REQUIRED WORK
Produce an exact copy of the lines from the line that contains "Where can the paper" to the end of the listing below.

TASK MATERIAL
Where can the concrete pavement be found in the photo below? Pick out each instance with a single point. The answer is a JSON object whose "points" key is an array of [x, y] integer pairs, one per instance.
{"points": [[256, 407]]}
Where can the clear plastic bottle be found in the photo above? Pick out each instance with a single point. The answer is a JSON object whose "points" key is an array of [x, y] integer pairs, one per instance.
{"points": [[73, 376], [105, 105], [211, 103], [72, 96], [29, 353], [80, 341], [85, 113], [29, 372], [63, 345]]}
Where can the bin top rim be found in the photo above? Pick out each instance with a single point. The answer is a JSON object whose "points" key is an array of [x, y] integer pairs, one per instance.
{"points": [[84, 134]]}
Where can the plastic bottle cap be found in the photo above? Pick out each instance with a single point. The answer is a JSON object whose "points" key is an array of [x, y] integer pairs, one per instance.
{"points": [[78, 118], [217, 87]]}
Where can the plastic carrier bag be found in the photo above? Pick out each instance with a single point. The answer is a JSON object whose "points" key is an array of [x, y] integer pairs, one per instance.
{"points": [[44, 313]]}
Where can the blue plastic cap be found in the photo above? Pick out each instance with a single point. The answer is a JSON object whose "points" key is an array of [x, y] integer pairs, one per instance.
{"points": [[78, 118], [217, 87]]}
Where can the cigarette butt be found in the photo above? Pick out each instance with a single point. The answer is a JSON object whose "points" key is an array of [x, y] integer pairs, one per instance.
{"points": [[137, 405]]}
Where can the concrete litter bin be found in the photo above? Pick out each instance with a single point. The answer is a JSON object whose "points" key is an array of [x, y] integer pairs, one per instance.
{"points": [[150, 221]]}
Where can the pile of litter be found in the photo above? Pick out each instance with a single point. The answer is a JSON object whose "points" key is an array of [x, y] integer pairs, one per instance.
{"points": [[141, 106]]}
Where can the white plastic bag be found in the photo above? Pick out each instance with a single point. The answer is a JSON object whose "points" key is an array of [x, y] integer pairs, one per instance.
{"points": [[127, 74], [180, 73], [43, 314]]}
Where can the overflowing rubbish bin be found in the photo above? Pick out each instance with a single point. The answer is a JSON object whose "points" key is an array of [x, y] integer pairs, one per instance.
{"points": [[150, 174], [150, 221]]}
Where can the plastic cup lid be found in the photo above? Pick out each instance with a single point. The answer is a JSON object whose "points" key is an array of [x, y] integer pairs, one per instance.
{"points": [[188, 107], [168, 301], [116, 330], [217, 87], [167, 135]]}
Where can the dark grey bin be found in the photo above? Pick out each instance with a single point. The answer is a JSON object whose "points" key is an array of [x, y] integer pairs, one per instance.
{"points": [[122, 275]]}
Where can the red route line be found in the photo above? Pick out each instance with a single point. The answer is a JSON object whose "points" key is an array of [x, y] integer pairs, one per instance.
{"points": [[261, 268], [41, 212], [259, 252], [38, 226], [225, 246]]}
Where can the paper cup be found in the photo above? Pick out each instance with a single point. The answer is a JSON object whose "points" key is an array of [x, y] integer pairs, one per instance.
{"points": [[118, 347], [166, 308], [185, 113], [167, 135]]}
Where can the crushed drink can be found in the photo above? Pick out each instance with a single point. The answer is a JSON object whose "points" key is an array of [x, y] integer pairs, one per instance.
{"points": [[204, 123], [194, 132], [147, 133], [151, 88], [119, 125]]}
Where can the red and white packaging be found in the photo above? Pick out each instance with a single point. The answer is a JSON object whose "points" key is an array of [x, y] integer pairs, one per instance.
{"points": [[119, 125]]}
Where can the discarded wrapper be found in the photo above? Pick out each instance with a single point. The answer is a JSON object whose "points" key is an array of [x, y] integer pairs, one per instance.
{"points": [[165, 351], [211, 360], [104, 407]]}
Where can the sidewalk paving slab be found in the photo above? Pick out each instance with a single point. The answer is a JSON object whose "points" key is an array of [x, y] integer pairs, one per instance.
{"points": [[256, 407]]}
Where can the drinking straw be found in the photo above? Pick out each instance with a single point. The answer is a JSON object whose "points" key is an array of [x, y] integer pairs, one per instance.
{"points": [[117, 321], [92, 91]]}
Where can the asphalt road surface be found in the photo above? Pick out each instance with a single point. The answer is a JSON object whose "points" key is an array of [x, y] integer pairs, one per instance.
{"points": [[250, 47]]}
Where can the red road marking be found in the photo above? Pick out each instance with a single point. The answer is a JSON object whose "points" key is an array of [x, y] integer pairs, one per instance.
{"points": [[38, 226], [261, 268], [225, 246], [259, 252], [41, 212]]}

SOLVED EXERCISE
Where can the paper cup be found in the photo above? Pick out each instance with a single point. The answer is a JSON object whose "points" key is an array of [x, y] integer pairs, one per instance.
{"points": [[118, 347], [166, 308], [185, 113], [167, 135]]}
Where can the crushed drink can be found in the photo above? Pick out each instance with a single point. The answer is a JSON object whose "points" key is an array of [x, y] integer pairs, one per instance.
{"points": [[204, 123], [194, 132], [147, 133], [151, 88], [119, 125]]}
Where can the red and white packaging be found in the photo above? Pick out each instance with a single point. The answer is a JSON object whose "points" key is an array of [x, y] integer pairs, one per instance.
{"points": [[119, 125]]}
Where can the discarded wrapper be found in the photo above? Pick out each instance with a single point. The answer is a JSON object whose "points" key is an array of [x, y] integer pairs, one per instance.
{"points": [[165, 351], [211, 360], [104, 407]]}
Where can the sidewalk paving slab be found in the photo above? Pick out each instance with a single point. The answer is a JSON object whose "points" key is an array of [x, y] integer pairs, one per instance.
{"points": [[256, 407]]}
Where can the drinking straw be found in the photo above? Pick out each instance with a single point. The answer is a JSON object whose "points" key is an array of [x, y] integer pairs, one per instance.
{"points": [[117, 321], [92, 91]]}
Where can the asphalt road surface be found in the photo above? Pick out each instance with a single point. The answer is a JSON object whose "points" key is an array of [x, y] integer pairs, one per instance.
{"points": [[250, 47]]}
Where can the red road marking be found in the photo above? Pick out each instance with a single point. The answer is a JSON object whose "points" key is an array of [x, y] integer pairs, one per instance.
{"points": [[38, 226], [261, 268], [225, 246], [259, 252], [41, 212]]}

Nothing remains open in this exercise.